DATA FOR THIS EXERCISE:
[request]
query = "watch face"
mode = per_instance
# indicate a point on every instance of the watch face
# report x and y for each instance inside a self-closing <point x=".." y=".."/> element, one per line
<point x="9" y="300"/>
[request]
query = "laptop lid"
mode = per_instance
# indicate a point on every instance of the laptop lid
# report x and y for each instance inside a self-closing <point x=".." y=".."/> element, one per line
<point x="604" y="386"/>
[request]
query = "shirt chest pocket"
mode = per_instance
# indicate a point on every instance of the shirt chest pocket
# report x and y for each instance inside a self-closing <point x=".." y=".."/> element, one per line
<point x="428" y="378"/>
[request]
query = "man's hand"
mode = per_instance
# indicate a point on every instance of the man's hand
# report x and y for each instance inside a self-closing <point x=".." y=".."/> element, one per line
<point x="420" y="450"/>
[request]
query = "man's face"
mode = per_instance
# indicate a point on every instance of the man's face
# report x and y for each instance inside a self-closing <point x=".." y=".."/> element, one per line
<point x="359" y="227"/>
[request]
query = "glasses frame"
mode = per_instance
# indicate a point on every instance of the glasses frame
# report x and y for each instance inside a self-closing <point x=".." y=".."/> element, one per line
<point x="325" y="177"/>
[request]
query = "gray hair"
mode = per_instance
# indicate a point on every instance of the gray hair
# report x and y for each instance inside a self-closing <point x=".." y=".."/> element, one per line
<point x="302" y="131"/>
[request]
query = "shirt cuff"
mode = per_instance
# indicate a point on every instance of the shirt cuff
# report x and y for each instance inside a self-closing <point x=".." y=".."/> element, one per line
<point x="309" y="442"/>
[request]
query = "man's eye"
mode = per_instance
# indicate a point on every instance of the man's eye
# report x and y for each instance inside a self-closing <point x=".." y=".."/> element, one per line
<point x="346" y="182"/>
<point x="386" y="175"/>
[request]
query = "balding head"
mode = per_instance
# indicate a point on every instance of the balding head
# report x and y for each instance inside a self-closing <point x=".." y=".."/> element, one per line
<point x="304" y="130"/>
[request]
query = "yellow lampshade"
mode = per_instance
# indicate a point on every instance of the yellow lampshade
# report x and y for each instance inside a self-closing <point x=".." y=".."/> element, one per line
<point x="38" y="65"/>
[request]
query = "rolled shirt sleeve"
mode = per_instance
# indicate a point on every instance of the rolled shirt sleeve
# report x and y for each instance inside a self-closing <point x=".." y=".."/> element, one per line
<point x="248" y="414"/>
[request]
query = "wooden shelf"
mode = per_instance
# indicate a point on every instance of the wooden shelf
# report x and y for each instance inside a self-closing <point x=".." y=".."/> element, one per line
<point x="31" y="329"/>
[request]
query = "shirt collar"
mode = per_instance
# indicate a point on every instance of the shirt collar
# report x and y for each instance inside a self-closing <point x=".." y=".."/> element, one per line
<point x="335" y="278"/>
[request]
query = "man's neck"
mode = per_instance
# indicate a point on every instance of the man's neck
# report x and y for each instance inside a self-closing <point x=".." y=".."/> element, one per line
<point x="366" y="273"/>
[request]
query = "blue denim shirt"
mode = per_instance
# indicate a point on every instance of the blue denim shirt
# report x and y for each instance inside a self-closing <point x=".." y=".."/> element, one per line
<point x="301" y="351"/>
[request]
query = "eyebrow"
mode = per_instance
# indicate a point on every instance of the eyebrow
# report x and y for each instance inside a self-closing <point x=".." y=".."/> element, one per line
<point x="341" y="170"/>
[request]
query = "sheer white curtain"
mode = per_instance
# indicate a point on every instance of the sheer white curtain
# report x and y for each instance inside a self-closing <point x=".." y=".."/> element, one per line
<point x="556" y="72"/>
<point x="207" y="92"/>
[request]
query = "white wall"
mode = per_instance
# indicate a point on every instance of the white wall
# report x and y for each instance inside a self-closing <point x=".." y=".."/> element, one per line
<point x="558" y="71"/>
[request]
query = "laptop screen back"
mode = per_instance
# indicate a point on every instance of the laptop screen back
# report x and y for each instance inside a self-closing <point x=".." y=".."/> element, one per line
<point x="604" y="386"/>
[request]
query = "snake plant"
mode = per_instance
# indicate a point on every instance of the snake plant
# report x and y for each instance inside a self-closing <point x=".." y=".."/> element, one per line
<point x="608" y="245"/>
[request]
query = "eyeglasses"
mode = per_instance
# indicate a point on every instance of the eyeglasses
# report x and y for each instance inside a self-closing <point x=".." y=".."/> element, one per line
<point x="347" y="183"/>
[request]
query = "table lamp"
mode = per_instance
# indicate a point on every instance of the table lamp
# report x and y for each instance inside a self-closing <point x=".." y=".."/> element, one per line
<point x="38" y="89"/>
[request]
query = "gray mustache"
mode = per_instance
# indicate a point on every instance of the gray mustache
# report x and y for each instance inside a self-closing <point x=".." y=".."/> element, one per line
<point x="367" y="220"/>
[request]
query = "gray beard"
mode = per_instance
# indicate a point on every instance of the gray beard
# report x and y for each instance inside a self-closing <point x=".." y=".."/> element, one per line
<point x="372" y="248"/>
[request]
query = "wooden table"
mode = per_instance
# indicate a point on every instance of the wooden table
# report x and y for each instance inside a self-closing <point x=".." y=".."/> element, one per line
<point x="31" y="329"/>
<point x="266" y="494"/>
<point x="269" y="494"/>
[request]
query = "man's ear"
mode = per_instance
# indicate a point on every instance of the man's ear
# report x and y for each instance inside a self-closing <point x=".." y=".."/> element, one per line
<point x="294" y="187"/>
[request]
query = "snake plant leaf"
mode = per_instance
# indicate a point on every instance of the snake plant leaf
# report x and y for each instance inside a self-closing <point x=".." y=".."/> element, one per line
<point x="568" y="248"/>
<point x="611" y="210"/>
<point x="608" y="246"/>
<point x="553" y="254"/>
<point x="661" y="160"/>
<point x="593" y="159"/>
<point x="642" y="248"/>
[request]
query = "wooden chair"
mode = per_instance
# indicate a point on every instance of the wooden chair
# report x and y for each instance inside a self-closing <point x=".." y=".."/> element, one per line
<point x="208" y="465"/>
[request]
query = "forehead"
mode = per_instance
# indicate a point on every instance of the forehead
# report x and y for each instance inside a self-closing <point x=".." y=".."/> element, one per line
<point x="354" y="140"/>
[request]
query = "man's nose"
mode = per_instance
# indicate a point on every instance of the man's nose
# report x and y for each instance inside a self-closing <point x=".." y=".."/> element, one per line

THE PROBLEM: Would you output the entire listing exactly as written?

REPLY TO THE EXERCISE:
[request]
query = "watch face"
mode = per_instance
# indicate a point on every instance of the watch face
# report x and y for each instance inside a self-closing <point x=".." y=".."/> element, one per line
<point x="9" y="300"/>
[request]
query = "laptop lid"
mode = per_instance
# indicate a point on every instance of the laptop lid
# report x and y for each instance inside a self-closing <point x=".." y=".."/> element, one per line
<point x="604" y="386"/>
[request]
query = "shirt chest pocket"
mode = per_instance
# indicate a point on every instance of the shirt chest pocket
# report x and y for each instance inside a self-closing <point x=".." y=".."/> element, one per line
<point x="428" y="378"/>
[request]
query = "man's hand"
mode = per_instance
# indicate a point on every instance of the man's hand
# report x and y for each instance inside a self-closing <point x=".." y=".."/> element, one per line
<point x="420" y="450"/>
[request]
query = "man's face"
mode = per_instance
# indicate a point on every instance of the man's face
# report x and y for each instance inside a self-closing <point x=".." y=".."/> element, one per line
<point x="359" y="227"/>
[request]
query = "glasses frame"
mode = per_instance
# indicate a point on every instance of the glasses frame
# report x and y for each instance inside a self-closing <point x=".." y=".."/> element, one per line
<point x="325" y="177"/>
[request]
query = "gray hair"
mode = per_instance
# indicate a point on every instance of the gray hair
# report x and y for each instance inside a self-closing <point x=".." y=".."/> element, one per line
<point x="302" y="131"/>
[request]
query = "shirt cuff"
mode = per_instance
# indicate a point on every instance of the shirt cuff
# report x and y for each instance inside a self-closing <point x=".." y=".."/> element, one per line
<point x="309" y="442"/>
[request]
query = "man's eye"
mode = per_instance
# indicate a point on every instance of the man's eye
# report x and y for each instance inside a self-closing <point x=".." y=".."/> element, one per line
<point x="346" y="182"/>
<point x="386" y="175"/>
[request]
query = "balding head"
mode = per_instance
# indicate a point on every instance of the balding head
# report x and y for each instance inside a self-closing <point x=".." y=".."/> element, one per line
<point x="304" y="130"/>
[request]
query = "yellow lampshade"
mode = per_instance
# indicate a point on every instance of the yellow lampshade
# report x and y for each instance inside a self-closing <point x=".." y=".."/> element, one per line
<point x="38" y="65"/>
[request]
query = "rolled shirt sleeve"
mode = per_instance
# indicate a point on every instance of the rolled shirt sleeve
# report x and y for each instance inside a self-closing <point x=".." y=".."/> element, one per line
<point x="248" y="414"/>
[request]
query = "wooden shelf"
mode = per_instance
# indicate a point on every instance of the wooden shelf
# report x and y for each instance inside a self-closing <point x=".." y=".."/> element, one per line
<point x="31" y="329"/>
[request]
query = "shirt collar"
mode = per_instance
# indicate a point on every instance of the shirt collar
# report x and y for each instance inside a self-closing <point x=".." y=".."/> element, one per line
<point x="335" y="278"/>
[request]
query = "man's neck"
mode = per_instance
# indicate a point on every instance of the man's neck
# report x and y for each instance inside a self-closing <point x=".." y=".."/> element, one per line
<point x="366" y="273"/>
[request]
query = "blue denim shirt"
mode = per_instance
# indicate a point on every instance of the blue denim shirt
# report x and y for each instance inside a self-closing <point x=".." y=".."/> element, one per line
<point x="301" y="351"/>
[request]
query = "eyebrow"
mode = per_instance
# indicate a point on every instance of the eyebrow
# report x and y for each instance inside a self-closing <point x=".." y=".."/> element, one per line
<point x="341" y="170"/>
[request]
query = "sheer white curtain"
mode = per_instance
# indicate a point on every instance of the sheer white curtain
# report x and y for each instance inside a self-closing <point x=".." y=".."/> element, one per line
<point x="556" y="72"/>
<point x="207" y="92"/>
[request]
query = "white wall"
mode = per_instance
# indicate a point on every instance of the white wall
# report x and y for each instance inside a self-closing <point x=".." y=".."/> element, one per line
<point x="558" y="71"/>
[request]
query = "laptop screen back"
mode = per_instance
# indicate a point on every instance of the laptop screen back
# report x and y for each instance inside a self-closing <point x=".." y=".."/> element, one per line
<point x="604" y="386"/>
[request]
query = "snake plant"
mode = per_instance
# indicate a point on every instance of the snake plant
# report x and y for each instance inside a self-closing <point x=".." y=".."/> element, one per line
<point x="608" y="245"/>
[request]
query = "eyeglasses"
mode = per_instance
# indicate a point on every instance of the eyeglasses
# report x and y for each instance inside a self-closing <point x=".." y=".."/> element, one per line
<point x="347" y="183"/>
[request]
query = "table lamp"
mode = per_instance
# indicate a point on every instance of the table lamp
# report x and y for each instance inside a self-closing <point x=".." y=".."/> element, one per line
<point x="38" y="89"/>
[request]
query = "gray mustache"
mode = per_instance
# indicate a point on every instance of the gray mustache
# report x and y for each instance inside a self-closing <point x=".." y=".."/> element, one per line
<point x="367" y="220"/>
[request]
query = "gray beard"
mode = per_instance
# indicate a point on every instance of the gray beard
# report x and y for each instance inside a self-closing <point x=".." y=".."/> element, one per line
<point x="372" y="248"/>
[request]
query = "wooden table"
mode = per_instance
# indicate a point on every instance of the wooden table
# report x and y for each instance inside a self-closing <point x=".." y=".."/> element, one per line
<point x="31" y="329"/>
<point x="266" y="494"/>
<point x="269" y="494"/>
[request]
query = "man's ear"
mode = per_instance
# indicate a point on every instance of the man's ear
# report x and y for each instance inside a self-closing <point x=".." y=".."/> element, one per line
<point x="294" y="187"/>
[request]
query = "snake plant leaf"
mode = per_instance
# indicate a point on every instance of the snake plant leaf
# report x and y for each instance inside a self-closing <point x=".." y=".."/> element, one per line
<point x="568" y="248"/>
<point x="611" y="210"/>
<point x="608" y="246"/>
<point x="553" y="254"/>
<point x="661" y="160"/>
<point x="593" y="159"/>
<point x="642" y="248"/>
[request]
query = "wooden chair"
mode = per_instance
# indicate a point on every instance of the wooden chair
# report x and y for each instance inside a self-closing <point x=".." y=".."/> element, one per line
<point x="208" y="465"/>
[request]
query = "forehead"
mode = per_instance
# indicate a point on every instance of the forehead
# report x and y for each instance inside a self-closing <point x=".." y=".."/> element, one per line
<point x="354" y="140"/>
[request]
query = "man's nose"
mode = per_instance
# indicate a point on every instance of the man's nose
# report x and y for each instance inside a self-closing <point x=".." y=".."/> element, one per line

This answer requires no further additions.